→ **TASK DESCRIPTION**: Include in the output the line containing "Task: pick out one point on every instance of the large" and each subsequent line of the records, through the end, transcribed exactly. Add nothing else.

# START OF RECORDS FOR THIS TASK

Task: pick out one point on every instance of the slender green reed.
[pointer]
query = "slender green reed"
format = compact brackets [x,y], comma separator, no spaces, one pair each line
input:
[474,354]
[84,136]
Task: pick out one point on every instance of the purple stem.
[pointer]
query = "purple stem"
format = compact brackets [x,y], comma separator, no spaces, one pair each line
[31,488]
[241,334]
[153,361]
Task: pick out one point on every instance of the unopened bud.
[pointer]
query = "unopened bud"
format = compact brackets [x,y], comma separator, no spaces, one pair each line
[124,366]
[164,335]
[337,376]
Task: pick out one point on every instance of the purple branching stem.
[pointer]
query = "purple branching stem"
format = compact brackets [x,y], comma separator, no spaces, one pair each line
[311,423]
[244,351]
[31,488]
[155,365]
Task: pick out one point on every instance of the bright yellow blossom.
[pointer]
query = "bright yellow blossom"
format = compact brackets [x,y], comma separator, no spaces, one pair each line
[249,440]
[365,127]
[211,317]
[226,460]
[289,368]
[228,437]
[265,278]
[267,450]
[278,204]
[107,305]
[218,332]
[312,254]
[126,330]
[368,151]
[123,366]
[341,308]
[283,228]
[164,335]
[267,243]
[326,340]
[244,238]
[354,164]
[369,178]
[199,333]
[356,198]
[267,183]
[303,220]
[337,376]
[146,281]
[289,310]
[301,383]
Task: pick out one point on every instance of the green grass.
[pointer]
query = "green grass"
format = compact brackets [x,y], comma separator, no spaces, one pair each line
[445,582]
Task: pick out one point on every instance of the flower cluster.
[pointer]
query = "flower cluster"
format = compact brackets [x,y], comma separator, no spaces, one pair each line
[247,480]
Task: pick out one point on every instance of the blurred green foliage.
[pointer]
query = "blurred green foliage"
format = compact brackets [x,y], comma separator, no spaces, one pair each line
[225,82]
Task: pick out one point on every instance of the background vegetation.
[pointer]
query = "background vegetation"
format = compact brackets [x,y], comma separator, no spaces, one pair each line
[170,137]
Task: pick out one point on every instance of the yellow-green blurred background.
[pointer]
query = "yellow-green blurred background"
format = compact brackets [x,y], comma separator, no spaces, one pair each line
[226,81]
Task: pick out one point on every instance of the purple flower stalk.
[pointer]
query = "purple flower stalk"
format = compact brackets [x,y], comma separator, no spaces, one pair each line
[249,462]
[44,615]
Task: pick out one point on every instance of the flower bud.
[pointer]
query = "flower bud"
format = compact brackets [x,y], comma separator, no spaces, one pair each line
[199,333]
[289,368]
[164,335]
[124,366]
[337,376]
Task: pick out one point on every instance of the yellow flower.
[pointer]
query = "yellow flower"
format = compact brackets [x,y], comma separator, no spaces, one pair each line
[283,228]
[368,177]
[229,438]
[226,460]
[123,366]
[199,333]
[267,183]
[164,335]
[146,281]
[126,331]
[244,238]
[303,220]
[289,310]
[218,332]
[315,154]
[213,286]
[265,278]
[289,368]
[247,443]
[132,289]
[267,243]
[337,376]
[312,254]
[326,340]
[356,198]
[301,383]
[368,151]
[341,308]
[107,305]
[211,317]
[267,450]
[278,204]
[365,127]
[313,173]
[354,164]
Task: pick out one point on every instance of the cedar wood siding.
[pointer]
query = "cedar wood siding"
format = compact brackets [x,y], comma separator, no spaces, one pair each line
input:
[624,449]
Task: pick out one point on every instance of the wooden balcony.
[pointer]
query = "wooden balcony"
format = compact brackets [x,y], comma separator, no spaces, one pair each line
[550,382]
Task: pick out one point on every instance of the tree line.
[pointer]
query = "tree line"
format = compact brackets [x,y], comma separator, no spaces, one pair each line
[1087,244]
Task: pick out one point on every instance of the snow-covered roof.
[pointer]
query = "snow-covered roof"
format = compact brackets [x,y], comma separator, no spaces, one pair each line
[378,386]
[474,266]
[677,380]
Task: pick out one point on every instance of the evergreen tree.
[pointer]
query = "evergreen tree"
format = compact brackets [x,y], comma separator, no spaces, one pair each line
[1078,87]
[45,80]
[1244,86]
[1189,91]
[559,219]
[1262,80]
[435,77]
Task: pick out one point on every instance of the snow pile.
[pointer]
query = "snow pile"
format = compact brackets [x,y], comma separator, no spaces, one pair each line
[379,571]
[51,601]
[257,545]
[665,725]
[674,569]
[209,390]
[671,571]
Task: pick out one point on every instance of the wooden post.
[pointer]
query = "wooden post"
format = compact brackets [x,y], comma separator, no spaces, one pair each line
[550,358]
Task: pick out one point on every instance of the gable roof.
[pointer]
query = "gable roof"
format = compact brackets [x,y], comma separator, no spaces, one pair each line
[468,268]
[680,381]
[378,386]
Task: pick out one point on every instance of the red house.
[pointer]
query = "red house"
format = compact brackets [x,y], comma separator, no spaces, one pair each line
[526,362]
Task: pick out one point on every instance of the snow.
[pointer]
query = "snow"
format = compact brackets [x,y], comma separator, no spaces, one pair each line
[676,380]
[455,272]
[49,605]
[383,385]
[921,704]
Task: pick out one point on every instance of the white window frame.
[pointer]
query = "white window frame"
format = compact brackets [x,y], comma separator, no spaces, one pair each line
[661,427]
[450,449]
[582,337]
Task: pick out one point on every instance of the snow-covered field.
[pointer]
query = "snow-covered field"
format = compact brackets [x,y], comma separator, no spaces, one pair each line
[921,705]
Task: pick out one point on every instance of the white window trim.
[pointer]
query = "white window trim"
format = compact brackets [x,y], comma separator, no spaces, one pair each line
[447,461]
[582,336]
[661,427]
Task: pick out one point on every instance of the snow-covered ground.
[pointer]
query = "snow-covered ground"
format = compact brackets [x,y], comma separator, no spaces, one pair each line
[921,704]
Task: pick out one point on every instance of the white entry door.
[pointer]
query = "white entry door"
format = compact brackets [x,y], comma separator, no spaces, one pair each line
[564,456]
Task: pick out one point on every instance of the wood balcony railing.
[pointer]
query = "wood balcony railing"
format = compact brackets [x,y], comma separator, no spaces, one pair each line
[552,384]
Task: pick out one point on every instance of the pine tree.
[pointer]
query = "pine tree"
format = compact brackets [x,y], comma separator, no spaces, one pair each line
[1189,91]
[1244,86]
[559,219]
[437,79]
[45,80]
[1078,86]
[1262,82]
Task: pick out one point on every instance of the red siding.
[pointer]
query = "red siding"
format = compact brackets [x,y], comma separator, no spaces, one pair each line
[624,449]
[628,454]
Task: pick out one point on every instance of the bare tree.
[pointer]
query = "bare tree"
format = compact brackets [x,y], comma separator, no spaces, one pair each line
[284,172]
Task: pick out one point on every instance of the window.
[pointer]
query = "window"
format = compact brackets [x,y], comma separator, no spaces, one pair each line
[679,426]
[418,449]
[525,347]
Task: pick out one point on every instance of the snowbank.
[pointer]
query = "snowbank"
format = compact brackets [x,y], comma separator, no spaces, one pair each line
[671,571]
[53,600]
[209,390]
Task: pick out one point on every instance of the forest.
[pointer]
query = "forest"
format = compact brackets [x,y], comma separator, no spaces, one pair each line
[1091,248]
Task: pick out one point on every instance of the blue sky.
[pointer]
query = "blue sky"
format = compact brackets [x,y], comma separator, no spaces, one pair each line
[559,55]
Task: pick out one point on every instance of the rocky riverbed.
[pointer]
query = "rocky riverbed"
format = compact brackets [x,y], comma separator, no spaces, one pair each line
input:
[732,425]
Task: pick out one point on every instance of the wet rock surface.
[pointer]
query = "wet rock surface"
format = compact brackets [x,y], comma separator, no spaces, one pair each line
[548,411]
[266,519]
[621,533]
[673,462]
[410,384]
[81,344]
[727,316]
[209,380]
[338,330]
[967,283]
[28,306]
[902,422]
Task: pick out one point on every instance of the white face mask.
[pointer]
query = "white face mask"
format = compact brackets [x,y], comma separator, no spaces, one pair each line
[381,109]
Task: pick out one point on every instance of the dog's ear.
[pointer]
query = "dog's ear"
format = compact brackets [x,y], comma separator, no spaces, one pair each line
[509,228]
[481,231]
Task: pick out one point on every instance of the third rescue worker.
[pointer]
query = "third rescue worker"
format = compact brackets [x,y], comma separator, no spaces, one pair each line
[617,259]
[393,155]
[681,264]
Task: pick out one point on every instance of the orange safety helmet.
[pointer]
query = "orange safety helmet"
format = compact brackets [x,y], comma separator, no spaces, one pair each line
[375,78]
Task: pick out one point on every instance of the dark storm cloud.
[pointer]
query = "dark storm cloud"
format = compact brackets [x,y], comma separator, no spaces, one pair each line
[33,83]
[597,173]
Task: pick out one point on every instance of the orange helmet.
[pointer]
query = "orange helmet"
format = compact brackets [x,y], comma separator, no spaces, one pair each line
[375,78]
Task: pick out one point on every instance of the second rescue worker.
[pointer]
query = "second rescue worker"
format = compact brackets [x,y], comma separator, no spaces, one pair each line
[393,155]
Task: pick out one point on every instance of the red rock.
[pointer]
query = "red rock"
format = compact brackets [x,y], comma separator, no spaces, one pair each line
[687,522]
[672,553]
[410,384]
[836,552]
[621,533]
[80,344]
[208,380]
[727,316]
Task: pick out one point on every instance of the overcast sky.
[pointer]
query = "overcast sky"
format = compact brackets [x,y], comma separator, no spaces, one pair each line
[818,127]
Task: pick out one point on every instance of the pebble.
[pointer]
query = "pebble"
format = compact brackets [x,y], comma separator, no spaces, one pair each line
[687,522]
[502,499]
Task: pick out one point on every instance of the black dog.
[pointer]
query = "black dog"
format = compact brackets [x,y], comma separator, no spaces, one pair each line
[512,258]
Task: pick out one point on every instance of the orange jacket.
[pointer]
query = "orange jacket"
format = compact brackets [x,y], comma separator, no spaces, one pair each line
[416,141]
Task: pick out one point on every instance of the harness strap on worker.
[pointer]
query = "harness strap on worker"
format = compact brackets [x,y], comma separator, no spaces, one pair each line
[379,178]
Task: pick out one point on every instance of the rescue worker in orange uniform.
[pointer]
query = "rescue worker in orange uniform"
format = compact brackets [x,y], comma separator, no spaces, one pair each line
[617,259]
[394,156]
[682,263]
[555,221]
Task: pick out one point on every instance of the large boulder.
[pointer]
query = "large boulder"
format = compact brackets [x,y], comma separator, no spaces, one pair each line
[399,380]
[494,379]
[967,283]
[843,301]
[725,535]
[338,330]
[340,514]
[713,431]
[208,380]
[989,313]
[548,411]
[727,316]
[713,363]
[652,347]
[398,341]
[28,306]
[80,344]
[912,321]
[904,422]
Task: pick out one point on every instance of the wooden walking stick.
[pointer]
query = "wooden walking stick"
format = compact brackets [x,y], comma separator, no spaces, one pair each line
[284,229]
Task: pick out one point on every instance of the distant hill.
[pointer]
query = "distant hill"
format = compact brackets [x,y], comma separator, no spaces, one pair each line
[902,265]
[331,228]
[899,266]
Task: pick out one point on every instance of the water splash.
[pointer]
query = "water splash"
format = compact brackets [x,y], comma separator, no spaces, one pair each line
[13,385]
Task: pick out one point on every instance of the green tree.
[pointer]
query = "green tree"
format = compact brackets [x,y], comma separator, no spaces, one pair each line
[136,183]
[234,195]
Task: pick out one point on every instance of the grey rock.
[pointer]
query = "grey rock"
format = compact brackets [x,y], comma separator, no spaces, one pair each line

# END OF RECORDS FOR THIS TASK

→ **THE SOLUTION**:
Task: pick out one point on every instance of the large boulder.
[pointer]
query = "large boulder"
format = compact brackets [x,y], comma separator, no spaces, one pair each line
[399,380]
[494,379]
[967,283]
[843,301]
[725,535]
[338,330]
[340,514]
[713,431]
[208,380]
[989,313]
[548,411]
[727,316]
[713,363]
[652,347]
[398,341]
[28,306]
[80,344]
[912,321]
[904,422]
Task: pick out one point on every instance of the wooden walking stick.
[pointer]
query = "wooden walking stick"
format = compact brackets [x,y], comma separator, no spaces, one pair each line
[284,229]
Task: pick out one point on every instance of the distant hill.
[pointer]
query = "distant hill"
format = compact brackets [x,y], comma separator, no spaces, one pair each line
[902,265]
[331,228]
[899,266]
Task: pick out one point on every instance of the water splash.
[pointer]
query = "water splash"
format = compact brackets [x,y], comma separator, no spaces, one pair each line
[13,385]
Task: pick out one point on every instance of the green tree.
[pointer]
query = "green tree"
format = compact brackets [x,y], comma separator, no spaces, one pair each line
[136,183]
[234,195]
Task: pick out one point on every instance of the grey rock.
[pointer]
query = "grey rock"
format = compact brackets [x,y], comma separator, no spaces, one pair each line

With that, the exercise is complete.